This, along with future acquisitions, could promise substantial growth but will have integration risks in the short term. IBM still had $10.1 billion in the quarter ended September 30, so the recent acquisition will not strain IBM’s balance sheet.
Buffett holds IBM
IBM seems even more undervalued after the sell-off. Legendary investor Warren Buffett still holds $11 billion in the company. He defended the company recently, and said that the low share price is good for long-term investors. IBM may then buy more of its own shares at a lower price. The company added $15 billion to its buyback program, and may repurchase up to 10.4% of outstanding shares.
Blame the NSA?
Competitor Cisco (CSCO) has suffered declining hardware orders to China, Russia, and Brazil. These are all countries linked to the NSA scandal involving Edward Snowden. Similarly, IBM’s hardware sales declined 40%. The company makes up nearly 40% of its business in China.
In the storage space, storage hardware revenue dropped 10% in IBM’s third quarter. Profitability from the hardware segment dropped by $1 billion (year-to-date).
So hardware sales for IBM dropped dramatically last quarter. Despite the software and services division performing adequately, investors will continue to focus on the weak divisions. IBM may need to cut costs in hardware, or boost spending on marketing or on strengthening its sales force. Either way, profits will be under pressure, and so will the share price of IBM.

Dataset items:
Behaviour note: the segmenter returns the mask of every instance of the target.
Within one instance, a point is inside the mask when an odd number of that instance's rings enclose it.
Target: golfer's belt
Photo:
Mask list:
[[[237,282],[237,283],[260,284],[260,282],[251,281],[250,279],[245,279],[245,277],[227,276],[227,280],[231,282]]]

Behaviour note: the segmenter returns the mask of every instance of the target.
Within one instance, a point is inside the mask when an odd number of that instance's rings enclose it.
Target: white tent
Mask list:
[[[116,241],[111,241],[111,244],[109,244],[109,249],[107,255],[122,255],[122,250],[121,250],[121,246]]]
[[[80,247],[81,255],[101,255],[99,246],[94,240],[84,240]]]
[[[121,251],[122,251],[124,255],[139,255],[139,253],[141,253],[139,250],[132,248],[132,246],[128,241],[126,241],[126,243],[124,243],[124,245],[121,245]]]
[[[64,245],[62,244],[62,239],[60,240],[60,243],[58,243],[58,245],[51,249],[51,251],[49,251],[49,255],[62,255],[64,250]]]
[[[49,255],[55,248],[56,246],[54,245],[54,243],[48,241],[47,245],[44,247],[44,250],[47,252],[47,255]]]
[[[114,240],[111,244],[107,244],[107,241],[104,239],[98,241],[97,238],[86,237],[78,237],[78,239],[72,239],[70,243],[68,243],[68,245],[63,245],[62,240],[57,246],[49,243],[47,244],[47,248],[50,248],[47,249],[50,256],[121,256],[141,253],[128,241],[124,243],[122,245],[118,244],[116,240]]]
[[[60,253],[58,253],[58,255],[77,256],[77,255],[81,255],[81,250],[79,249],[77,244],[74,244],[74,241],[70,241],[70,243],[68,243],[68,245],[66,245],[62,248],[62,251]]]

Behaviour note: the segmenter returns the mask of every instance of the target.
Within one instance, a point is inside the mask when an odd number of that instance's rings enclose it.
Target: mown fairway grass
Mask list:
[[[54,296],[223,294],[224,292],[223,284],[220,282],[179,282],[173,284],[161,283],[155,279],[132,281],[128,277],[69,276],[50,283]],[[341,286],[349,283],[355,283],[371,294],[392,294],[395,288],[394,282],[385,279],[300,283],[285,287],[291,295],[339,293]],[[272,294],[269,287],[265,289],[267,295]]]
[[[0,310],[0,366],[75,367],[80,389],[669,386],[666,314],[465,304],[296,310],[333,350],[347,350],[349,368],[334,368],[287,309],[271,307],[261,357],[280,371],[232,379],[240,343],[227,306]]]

__Task requirements__:
1. Condense the paragraph of the IBM article that begins "IBM seems even more undervalued" into a short bulleted list that keeps its main facts.
2. Reproduce verbatim the part of the IBM article between "This, along with" and "of outstanding shares.", inclusive.

__Task-by-task results__:
1.
- IBM looks even more undervalued after the sell-off.
- Warren Buffett still holds $11 billion in IBM. He recently defended the company and said the low share price is good for long-term investors.
- IBM may buy more of its own shares at the lower price.
- It added $15 billion to its buyback program and may repurchase up to 10.4% of outstanding shares.

2.
This, along with future acquisitions, could promise substantial growth but will have integration risks in the short term. IBM still had $10.1 billion in the quarter ended September 30, so the recent acquisition will not strain IBM’s balance sheet.
Buffett holds IBM
IBM seems even more undervalued after the sell-off. Legendary investor Warren Buffett still holds $11 billion in the company. He defended the company recently, and said that the low share price is good for long-term investors. IBM may then buy more of its own shares at a lower price. The company added $15 billion to its buyback program, and may repurchase up to 10.4% of outstanding shares.